=== SUPPLIED MATERIAL ===
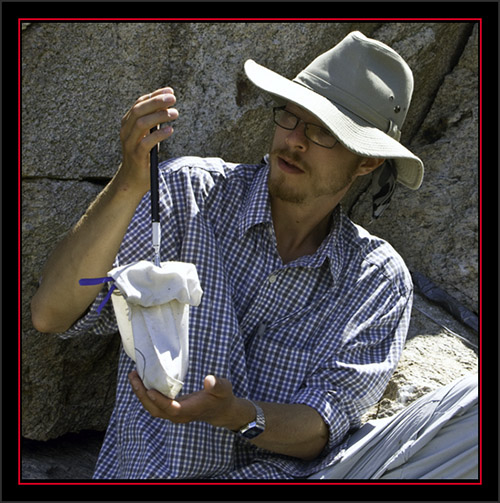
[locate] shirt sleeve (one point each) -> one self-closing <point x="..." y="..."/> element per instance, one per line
<point x="345" y="384"/>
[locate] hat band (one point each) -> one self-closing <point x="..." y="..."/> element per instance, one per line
<point x="343" y="98"/>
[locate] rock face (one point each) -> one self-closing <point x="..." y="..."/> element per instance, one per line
<point x="78" y="79"/>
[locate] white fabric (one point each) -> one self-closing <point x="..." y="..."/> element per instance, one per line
<point x="152" y="311"/>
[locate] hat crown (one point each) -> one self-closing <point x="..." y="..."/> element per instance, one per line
<point x="366" y="77"/>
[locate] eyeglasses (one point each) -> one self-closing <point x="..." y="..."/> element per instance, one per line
<point x="317" y="134"/>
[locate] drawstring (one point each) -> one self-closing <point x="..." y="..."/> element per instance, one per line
<point x="99" y="281"/>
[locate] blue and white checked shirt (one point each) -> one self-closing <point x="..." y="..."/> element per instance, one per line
<point x="326" y="330"/>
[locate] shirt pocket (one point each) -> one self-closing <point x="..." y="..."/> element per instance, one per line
<point x="276" y="371"/>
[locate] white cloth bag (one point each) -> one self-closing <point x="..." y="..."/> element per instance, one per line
<point x="152" y="310"/>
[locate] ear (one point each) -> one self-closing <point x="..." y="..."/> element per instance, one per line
<point x="369" y="164"/>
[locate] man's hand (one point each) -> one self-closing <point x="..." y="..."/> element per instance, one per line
<point x="214" y="404"/>
<point x="137" y="141"/>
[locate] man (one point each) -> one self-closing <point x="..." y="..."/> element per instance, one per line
<point x="304" y="314"/>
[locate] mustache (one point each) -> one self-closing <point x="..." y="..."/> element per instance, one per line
<point x="291" y="157"/>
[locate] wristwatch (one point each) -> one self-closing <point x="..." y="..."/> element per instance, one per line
<point x="256" y="427"/>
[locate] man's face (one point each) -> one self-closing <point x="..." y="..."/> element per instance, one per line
<point x="302" y="171"/>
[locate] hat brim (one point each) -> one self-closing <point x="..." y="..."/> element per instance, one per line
<point x="353" y="132"/>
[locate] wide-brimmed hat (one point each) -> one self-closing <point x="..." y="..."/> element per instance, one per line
<point x="361" y="91"/>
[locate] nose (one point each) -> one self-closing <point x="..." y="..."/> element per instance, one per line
<point x="296" y="138"/>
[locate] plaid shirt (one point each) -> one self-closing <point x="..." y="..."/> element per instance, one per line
<point x="326" y="330"/>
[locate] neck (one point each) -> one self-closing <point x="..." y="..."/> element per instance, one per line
<point x="299" y="229"/>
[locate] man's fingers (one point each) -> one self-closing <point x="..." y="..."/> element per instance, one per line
<point x="146" y="113"/>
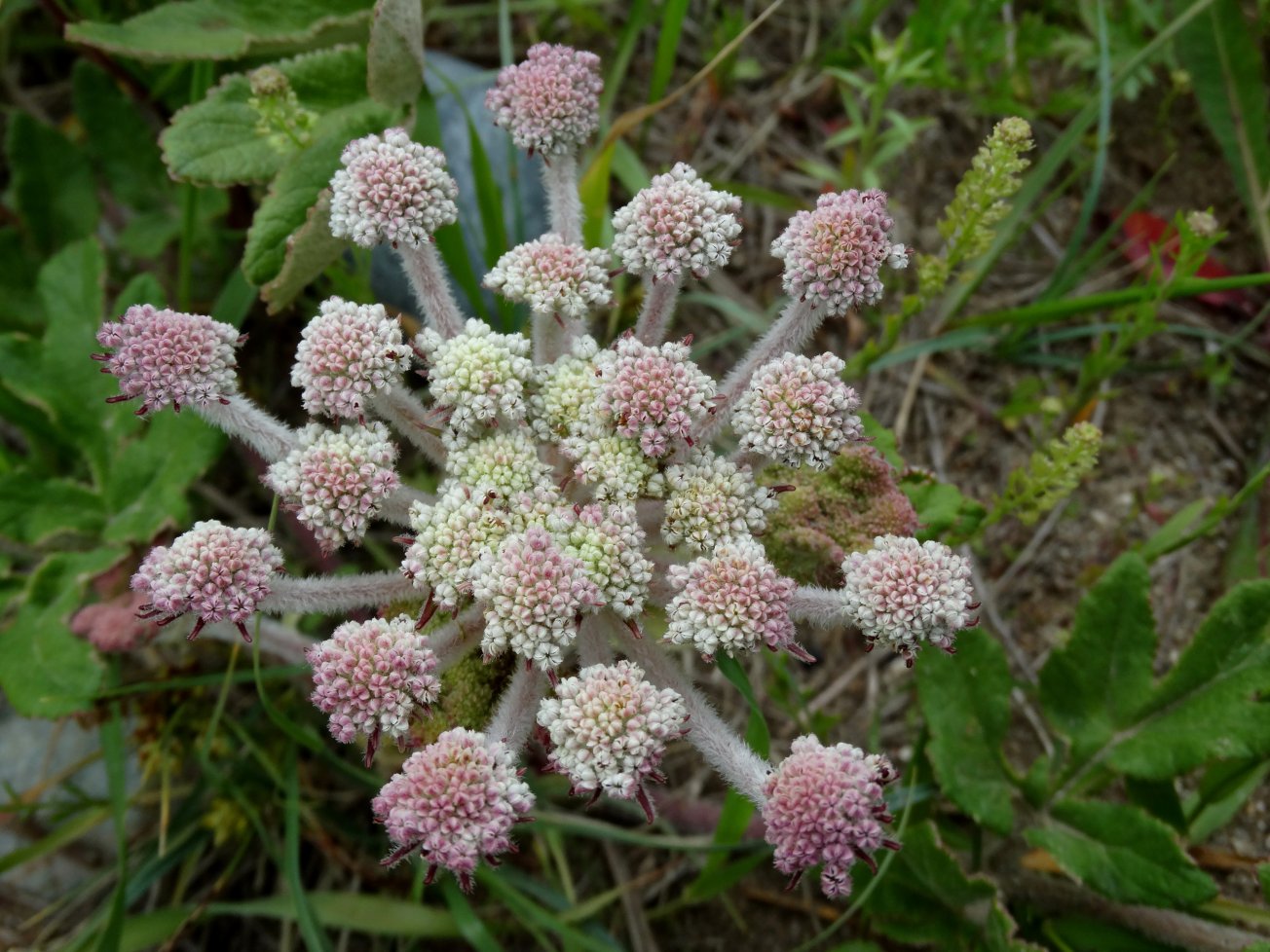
===
## TASK GOAL
List each line of the records above that contains the word "white", treating uppercase and lowercase as different.

## EXERCISE OUTPUT
[locate] white fabric (one point each) -> one self-closing <point x="..." y="..."/> element per instance, one per line
[locate] blue and white checked shirt (one point each) -> one self-closing <point x="..." y="..."/> element per instance, one per line
[locate] white cloth bag (one point each) -> one self-closing <point x="..." y="..."/> element per instance, one per line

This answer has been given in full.